# EXERCISE DETAILS
Can you pull out every line in the records below that contains the string "positive"? Match it case-sensitively.

# Stored data
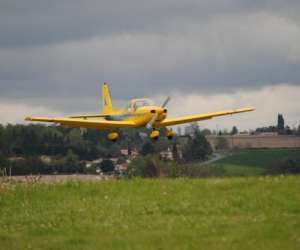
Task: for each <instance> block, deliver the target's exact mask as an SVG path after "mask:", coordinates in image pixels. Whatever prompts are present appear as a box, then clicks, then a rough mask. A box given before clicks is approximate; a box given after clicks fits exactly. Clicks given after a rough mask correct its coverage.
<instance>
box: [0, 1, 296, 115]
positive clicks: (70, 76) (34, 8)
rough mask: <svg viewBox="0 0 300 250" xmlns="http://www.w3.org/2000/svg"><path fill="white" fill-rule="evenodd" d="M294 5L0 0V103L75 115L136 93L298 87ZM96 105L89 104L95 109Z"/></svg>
mask: <svg viewBox="0 0 300 250" xmlns="http://www.w3.org/2000/svg"><path fill="white" fill-rule="evenodd" d="M299 11H300V3H299V1H292V0H290V1H279V0H272V1H271V0H269V1H267V0H265V1H263V0H261V1H258V0H254V1H240V0H210V1H197V0H188V1H170V0H169V1H158V0H154V1H140V0H130V1H121V0H120V1H96V0H86V1H79V0H75V1H71V2H70V1H67V0H60V1H56V0H53V1H40V0H39V1H38V0H27V1H21V2H20V1H16V0H7V1H1V3H0V34H1V36H0V98H1V100H3V101H5V102H10V103H15V102H17V103H24V104H39V105H41V106H49V107H50V108H54V109H62V110H68V111H72V112H73V111H75V110H78V109H84V108H85V107H86V108H90V107H92V105H95V103H98V97H99V95H100V83H101V82H103V81H108V82H110V83H111V88H112V93H113V95H114V97H115V98H116V99H117V100H119V101H120V100H121V99H125V98H127V97H128V98H130V97H134V96H139V95H150V96H152V95H157V94H163V95H168V94H170V93H172V92H173V91H177V92H181V93H200V94H202V93H210V94H211V93H220V92H223V93H224V92H231V93H232V92H234V91H235V90H236V89H259V88H261V87H263V86H266V85H275V84H279V83H287V84H290V85H299V84H300V81H299V78H300V67H299V66H300V20H299V18H298V13H299ZM93 107H94V106H93Z"/></svg>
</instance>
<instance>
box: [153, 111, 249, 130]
mask: <svg viewBox="0 0 300 250" xmlns="http://www.w3.org/2000/svg"><path fill="white" fill-rule="evenodd" d="M254 110H255V109H254V108H241V109H233V110H225V111H220V112H213V113H205V114H198V115H187V116H181V117H177V118H170V119H165V120H163V121H162V122H160V123H159V124H158V125H159V126H172V125H177V124H182V123H188V122H195V121H202V120H208V119H212V118H214V117H218V116H223V115H232V114H237V113H243V112H250V111H254Z"/></svg>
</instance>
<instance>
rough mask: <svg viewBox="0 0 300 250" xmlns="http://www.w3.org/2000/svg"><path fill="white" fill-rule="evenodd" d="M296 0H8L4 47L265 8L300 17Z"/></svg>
mask: <svg viewBox="0 0 300 250" xmlns="http://www.w3.org/2000/svg"><path fill="white" fill-rule="evenodd" d="M297 9H298V10H299V3H298V2H297V1H293V0H289V1H287V0H285V1H282V0H281V1H280V0H252V1H240V0H210V1H197V0H187V1H173V0H164V1H159V0H153V1H142V0H128V1H122V0H113V1H97V0H74V1H71V2H70V1H69V0H53V1H43V0H42V1H41V0H27V1H18V0H4V1H1V3H0V34H1V37H0V46H2V47H23V46H30V47H32V46H38V45H45V44H46V45H47V44H52V43H61V42H65V41H74V40H81V39H83V40H84V39H89V38H92V37H95V36H99V35H101V36H107V35H111V34H114V33H120V32H140V31H143V32H145V31H156V32H157V31H159V30H160V31H166V30H168V29H169V28H172V27H173V28H174V27H175V28H176V27H177V25H178V24H179V23H182V22H186V21H187V20H195V21H198V22H205V21H207V20H208V19H212V18H215V17H216V16H222V15H232V14H236V13H241V14H243V15H247V13H252V12H257V11H265V12H269V13H274V14H275V15H281V16H284V17H285V18H292V17H294V16H298V12H297Z"/></svg>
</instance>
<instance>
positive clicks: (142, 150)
mask: <svg viewBox="0 0 300 250" xmlns="http://www.w3.org/2000/svg"><path fill="white" fill-rule="evenodd" d="M154 152H155V149H154V146H153V143H152V142H149V141H148V142H146V143H144V145H143V147H142V149H141V152H140V153H141V155H148V154H154Z"/></svg>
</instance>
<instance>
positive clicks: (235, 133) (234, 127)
mask: <svg viewBox="0 0 300 250" xmlns="http://www.w3.org/2000/svg"><path fill="white" fill-rule="evenodd" d="M238 132H239V131H238V129H237V127H236V126H233V127H232V129H231V132H230V134H231V135H236V134H237V133H238Z"/></svg>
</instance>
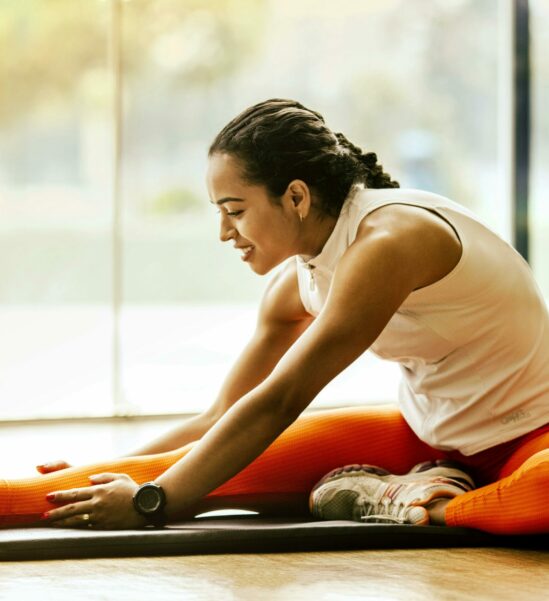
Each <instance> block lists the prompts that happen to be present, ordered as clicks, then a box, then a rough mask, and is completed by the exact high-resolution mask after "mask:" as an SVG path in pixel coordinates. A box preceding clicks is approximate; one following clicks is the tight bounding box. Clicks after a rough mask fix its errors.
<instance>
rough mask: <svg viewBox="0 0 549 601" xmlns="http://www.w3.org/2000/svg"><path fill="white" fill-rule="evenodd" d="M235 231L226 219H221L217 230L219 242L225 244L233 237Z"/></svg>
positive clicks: (234, 236) (226, 218) (225, 218)
mask: <svg viewBox="0 0 549 601" xmlns="http://www.w3.org/2000/svg"><path fill="white" fill-rule="evenodd" d="M235 234H236V230H235V229H234V227H233V226H232V225H231V223H230V222H229V220H228V219H227V217H224V216H223V217H221V226H220V229H219V239H220V240H221V242H227V241H229V240H231V239H232V238H234V237H235Z"/></svg>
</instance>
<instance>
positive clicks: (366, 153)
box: [335, 133, 400, 188]
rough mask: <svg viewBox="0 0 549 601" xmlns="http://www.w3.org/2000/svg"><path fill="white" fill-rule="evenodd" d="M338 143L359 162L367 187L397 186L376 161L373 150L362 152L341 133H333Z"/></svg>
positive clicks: (394, 182)
mask: <svg viewBox="0 0 549 601" xmlns="http://www.w3.org/2000/svg"><path fill="white" fill-rule="evenodd" d="M335 136H336V138H337V141H338V144H339V145H340V146H341V147H342V148H344V149H347V150H348V152H349V154H350V155H351V156H352V157H354V158H355V159H356V160H357V161H358V163H359V171H360V172H361V173H360V175H361V176H362V178H361V179H362V180H363V182H364V184H366V186H367V187H368V188H399V187H400V184H399V183H398V182H397V181H394V180H392V179H391V176H390V175H389V174H388V173H385V172H384V171H383V165H380V164H379V163H378V162H377V154H376V153H375V152H363V151H362V149H361V148H359V147H358V146H356V145H355V144H353V143H352V142H350V141H349V140H347V138H346V137H345V136H344V135H343V134H342V133H336V134H335Z"/></svg>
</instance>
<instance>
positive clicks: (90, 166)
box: [0, 0, 549, 419]
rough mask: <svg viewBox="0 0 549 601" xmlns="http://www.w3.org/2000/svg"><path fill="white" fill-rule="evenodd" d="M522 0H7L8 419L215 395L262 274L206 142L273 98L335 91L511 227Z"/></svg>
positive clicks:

# YOUR SOLUTION
positive clicks: (70, 76) (34, 8)
positive clicks: (142, 150)
positive clicks: (235, 133) (234, 127)
positive clicks: (234, 236) (226, 218) (225, 218)
positive clicks: (366, 153)
positive clicks: (394, 182)
positive clicks: (90, 166)
positive clicks:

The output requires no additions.